Betriebszugehörigkeit - Der DGB-Rechtsschutz kommentiert

Betriebsratsmitglied kann zu zwei Betrieben gehören

22. Oktober 2013

Ein Betriebsratsmitglied kann gleichzeitig zwei Betrieben zugehörig sein. Die Eingliederung des Mitglieds in den Mandatsbetrieb endet nicht dadurch, dass es für den maßgeblichen Teil seiner dort zu erbringenden Arbeitszeit für Betriebsratstätigkeiten freigestellt wird. Die Versetzung des Betriebsratsmitglieds mit einem Teil seiner Arbeitszeit in einen anderen Betrieb muss an sich noch keine unzulässige Behinderung der Betriebsratsarbeit darstellen.

Der Fall

In einem deutschlandweit agierenden Versicherungsunternehmen gibt es neunzehn Regionaldirektionen und eine Zentrale. Das hier betroffen Betriebsratsmitglied ist in einer Regionaldirektion gewählt und in den Gesamtbetriebsrat der naheliegenden Zentrale entsandt worden. Arbeitsvertraglich hat sich das Betriebsratsmitglied verpflichtet auch in der Zentrale seiner Arbeit als EDV-Administrator nachzugehen.

[Dateneinträge]

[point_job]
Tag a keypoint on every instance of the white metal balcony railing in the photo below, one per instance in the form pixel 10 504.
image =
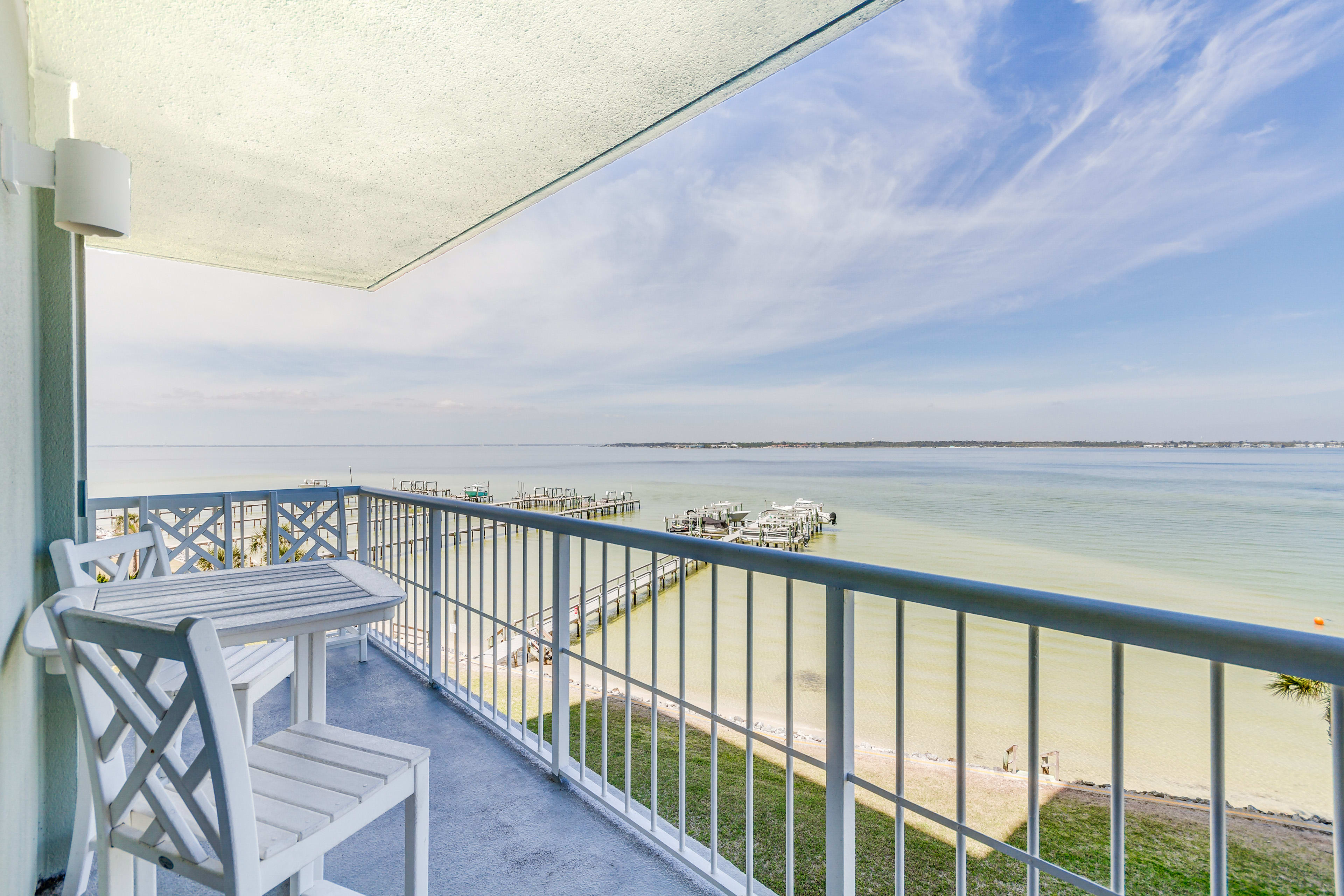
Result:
pixel 476 617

ZIEL DER ÜBUNG: Geben Sie aus dem Auszug über das Betriebsratsmitglied die Stelle zwischen „In einem deutschlandweit“ und „als EDV-Administrator nachzugehen.“, beide eingeschlossen, erneut wieder. Tauschen Sie dabei „EDV-Administrator“ gegen „Systemadministrator“ aus.

LÖSUNG:
In einem deutschlandweit agierenden Versicherungsunternehmen gibt es neunzehn Regionaldirektionen und eine Zentrale. Das hier betroffen Betriebsratsmitglied ist in einer Regionaldirektion gewählt und in den Gesamtbetriebsrat der naheliegenden Zentrale entsandt worden. Arbeitsvertraglich hat sich das Betriebsratsmitglied verpflichtet auch in der Zentrale seiner Arbeit als Systemadministrator nachzugehen.